== EXCERTO DA FONTE ==
--------------------------------

O Conselho de Finanças Públicas (CFP) reviu as previsões para o crescimento da economia nos próximos dois anos. A entidade liderada por Nazaré da Costa Cabral publicou esta quinta-feira uma atualização das projeções macroeconómicas que tinha feito em abril, e está agora mais otimista para 2024 e 2025. A economia vai abrandar face a 2023, sim, mas menos do que estava previsto há cinco meses. O CFP aponta agora para um crescimento de 1,8% este ano (face a 1,6% nas previsões anteriores e aos 2,3% de 2023). O salto nas previsões é ainda maior para 2025, ano em que o CFP vê o PIB a crescer 2,4%, que compara com 1,9% das últimas projeções. Em média, até 2028, a economia portuguesa deverá crescer 2%. Entre 2024 e 2026, o CFP acredita que a economia portuguesa “deverá registar um crescimento superior ao projetado para a área do euro”.

Nas previsões entregues na semana passada aos partidos, o Governo aponta para um crescimento de 2% em 2024 e 2025.

--------------------------------

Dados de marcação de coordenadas
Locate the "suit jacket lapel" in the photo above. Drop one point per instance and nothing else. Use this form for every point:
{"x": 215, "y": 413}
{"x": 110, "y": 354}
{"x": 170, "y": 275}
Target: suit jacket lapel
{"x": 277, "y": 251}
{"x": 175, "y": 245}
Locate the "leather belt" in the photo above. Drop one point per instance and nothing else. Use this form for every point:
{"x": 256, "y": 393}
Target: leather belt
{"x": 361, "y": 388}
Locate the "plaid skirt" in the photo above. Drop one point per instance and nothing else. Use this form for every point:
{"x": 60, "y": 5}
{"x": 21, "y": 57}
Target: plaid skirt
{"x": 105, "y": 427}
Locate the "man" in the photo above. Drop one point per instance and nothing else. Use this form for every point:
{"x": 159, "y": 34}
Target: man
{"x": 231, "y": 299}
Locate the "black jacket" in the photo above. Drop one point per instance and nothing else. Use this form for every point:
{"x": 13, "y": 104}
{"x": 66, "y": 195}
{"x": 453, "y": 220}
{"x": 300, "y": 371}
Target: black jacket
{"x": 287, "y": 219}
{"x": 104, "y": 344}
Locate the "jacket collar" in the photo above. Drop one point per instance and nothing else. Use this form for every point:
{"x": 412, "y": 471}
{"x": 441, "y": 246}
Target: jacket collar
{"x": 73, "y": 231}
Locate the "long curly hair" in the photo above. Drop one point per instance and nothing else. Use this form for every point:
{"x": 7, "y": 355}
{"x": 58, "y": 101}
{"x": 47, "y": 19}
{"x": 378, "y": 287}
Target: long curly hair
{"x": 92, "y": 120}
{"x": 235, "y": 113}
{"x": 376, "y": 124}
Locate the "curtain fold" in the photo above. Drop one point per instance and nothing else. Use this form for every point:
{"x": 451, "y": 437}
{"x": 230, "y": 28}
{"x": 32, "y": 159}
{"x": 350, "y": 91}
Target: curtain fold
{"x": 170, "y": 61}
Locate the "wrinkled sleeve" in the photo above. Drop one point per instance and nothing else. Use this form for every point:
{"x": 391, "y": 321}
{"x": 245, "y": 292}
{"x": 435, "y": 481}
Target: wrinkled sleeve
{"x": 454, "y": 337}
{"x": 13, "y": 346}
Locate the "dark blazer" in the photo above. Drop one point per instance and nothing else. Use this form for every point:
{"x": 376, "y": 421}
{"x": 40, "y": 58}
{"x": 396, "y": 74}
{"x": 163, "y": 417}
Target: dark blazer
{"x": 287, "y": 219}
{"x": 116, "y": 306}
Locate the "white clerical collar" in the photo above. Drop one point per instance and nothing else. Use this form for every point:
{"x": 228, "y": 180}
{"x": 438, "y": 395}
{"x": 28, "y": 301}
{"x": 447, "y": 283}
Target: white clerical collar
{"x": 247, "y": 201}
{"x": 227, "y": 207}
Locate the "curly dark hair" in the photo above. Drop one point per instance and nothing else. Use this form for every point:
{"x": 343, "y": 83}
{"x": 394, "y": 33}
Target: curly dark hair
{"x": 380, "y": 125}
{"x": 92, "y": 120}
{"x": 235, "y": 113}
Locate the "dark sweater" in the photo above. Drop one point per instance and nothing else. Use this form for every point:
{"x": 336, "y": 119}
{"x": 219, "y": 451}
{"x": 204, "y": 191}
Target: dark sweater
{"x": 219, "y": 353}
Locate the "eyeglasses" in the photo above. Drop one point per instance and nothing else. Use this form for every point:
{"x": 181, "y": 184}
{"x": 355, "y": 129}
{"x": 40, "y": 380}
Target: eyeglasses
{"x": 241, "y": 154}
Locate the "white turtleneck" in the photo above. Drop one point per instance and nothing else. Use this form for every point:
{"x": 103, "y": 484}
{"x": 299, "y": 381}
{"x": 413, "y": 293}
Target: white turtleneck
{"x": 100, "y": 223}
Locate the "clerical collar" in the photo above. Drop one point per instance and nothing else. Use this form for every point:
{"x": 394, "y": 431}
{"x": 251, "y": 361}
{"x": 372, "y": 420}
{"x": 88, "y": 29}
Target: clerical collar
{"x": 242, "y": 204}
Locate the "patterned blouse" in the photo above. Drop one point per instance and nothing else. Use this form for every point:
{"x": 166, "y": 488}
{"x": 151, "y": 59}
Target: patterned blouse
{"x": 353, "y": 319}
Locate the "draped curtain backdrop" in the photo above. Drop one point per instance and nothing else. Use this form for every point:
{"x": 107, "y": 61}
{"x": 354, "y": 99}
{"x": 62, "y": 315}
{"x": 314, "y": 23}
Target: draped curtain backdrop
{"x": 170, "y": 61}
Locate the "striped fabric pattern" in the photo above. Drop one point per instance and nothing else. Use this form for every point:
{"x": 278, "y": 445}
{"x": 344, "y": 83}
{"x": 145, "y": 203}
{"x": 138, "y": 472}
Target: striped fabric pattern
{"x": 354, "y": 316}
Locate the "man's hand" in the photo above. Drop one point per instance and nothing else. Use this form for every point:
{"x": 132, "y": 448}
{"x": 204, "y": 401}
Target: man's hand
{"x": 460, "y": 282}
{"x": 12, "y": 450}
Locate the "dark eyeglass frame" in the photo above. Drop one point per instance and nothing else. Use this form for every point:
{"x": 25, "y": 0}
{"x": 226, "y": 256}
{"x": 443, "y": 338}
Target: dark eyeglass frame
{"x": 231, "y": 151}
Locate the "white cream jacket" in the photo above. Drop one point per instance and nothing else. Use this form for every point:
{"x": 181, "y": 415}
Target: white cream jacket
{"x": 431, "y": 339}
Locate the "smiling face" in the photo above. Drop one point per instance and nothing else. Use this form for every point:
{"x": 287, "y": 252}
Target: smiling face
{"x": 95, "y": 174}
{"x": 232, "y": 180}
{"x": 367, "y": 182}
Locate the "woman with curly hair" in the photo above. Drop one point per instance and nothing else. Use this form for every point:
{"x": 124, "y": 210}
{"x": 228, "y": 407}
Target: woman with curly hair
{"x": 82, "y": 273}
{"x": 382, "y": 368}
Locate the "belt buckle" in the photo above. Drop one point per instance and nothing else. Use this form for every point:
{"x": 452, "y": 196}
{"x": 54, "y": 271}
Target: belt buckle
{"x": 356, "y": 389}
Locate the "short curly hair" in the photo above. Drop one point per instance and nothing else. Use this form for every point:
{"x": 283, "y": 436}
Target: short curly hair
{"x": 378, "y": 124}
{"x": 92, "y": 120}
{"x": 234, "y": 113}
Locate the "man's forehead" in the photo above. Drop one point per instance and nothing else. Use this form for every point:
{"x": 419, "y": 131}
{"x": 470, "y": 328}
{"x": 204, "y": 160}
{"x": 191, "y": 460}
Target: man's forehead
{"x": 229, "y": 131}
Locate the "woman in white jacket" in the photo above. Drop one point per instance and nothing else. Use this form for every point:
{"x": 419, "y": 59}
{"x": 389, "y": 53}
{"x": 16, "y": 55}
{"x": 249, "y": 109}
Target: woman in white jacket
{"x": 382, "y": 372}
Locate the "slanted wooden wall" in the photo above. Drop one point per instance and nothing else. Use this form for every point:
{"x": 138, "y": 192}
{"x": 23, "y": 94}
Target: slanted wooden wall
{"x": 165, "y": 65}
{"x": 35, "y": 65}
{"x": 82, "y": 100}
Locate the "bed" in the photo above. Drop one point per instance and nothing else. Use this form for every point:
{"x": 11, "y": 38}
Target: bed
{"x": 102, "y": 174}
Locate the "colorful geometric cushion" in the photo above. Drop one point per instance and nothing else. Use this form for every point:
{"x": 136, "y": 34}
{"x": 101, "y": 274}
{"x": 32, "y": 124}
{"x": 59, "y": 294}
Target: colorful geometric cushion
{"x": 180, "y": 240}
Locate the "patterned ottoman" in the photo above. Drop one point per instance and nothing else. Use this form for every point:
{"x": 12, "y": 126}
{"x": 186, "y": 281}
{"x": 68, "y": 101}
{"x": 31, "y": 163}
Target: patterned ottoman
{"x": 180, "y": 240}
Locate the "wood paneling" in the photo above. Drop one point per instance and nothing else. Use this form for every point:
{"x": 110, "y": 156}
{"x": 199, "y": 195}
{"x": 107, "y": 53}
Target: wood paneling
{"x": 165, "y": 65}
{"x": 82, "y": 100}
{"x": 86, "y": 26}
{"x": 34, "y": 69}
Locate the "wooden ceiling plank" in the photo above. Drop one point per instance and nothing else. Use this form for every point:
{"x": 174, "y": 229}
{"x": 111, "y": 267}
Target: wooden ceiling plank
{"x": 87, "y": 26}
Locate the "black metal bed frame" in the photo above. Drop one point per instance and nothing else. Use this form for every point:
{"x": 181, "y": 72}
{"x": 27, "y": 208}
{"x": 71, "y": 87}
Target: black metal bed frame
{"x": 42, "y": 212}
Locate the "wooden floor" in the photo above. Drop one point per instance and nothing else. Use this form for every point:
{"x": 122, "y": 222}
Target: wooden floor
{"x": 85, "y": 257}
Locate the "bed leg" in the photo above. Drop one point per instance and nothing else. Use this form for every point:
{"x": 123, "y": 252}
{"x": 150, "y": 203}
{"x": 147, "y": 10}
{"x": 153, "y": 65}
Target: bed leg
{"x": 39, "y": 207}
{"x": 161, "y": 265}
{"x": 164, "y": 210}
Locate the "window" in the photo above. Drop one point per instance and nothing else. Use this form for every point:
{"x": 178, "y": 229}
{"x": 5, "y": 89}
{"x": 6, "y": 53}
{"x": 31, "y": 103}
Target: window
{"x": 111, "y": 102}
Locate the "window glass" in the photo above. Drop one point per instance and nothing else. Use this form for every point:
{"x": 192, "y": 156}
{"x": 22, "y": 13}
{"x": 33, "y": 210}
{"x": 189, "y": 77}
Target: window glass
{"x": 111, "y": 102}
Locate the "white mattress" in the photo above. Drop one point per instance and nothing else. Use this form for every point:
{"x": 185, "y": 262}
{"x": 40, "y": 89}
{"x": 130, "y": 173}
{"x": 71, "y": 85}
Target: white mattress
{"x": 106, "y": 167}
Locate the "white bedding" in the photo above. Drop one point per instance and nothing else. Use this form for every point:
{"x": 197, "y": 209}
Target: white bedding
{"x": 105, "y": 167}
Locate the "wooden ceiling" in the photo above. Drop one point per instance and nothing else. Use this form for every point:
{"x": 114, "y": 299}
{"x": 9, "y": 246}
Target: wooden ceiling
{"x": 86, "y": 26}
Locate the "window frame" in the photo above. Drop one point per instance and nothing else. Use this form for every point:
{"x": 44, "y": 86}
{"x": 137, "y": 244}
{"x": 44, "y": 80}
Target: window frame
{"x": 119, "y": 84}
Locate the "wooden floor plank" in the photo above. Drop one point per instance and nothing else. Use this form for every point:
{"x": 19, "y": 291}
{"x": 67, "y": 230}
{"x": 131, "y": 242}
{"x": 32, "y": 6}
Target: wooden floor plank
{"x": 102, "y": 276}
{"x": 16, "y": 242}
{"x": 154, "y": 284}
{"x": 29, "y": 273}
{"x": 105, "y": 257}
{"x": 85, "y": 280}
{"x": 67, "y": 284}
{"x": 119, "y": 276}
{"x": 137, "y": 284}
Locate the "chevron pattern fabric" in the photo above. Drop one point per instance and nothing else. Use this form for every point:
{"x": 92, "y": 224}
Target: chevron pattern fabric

--------------------------------

== TAREFAS A REALIZAR ==
**A)** Responda, por favor, a estas perguntas sobre o texto das previsões do CFP:
(i) Que crescimento da economia prevê o CFP para 2024?
(ii) Que crescimento do PIB prevê o CFP para 2025?
(iii) Que crescimento aponta o Governo para 2024 e 2025?
**B)** Continue o texto sobre as previsões do CFP a partir da última frase apresentada.

== RESPOSTAS ==
**A)**
(i) 1,8%.
(ii) 2,4%.
(iii) 2%.

**B)**
O CFP refere que o desempenho da economia “será impulsionado pela aceleração do investimento público, especialmente através da execução dos fundos do Plano de Recuperação e Resiliência (PRR)” e que “as medidas de política com impacto no rendimento disponível das famílias contribuirão para o dinamismo do consumo privado em 2025”.

Concretamente, a “dinâmica de realização de consumo deverá resultar sobretudo do impacto desfasado das medidas de estímulo ao rendimento com efeito no final de 2024 (em particular do IRS, através da diminuição anunciada das taxas de retenção na fonte), concentrado em agregados familiares com uma propensão marginal a consumir elevada”.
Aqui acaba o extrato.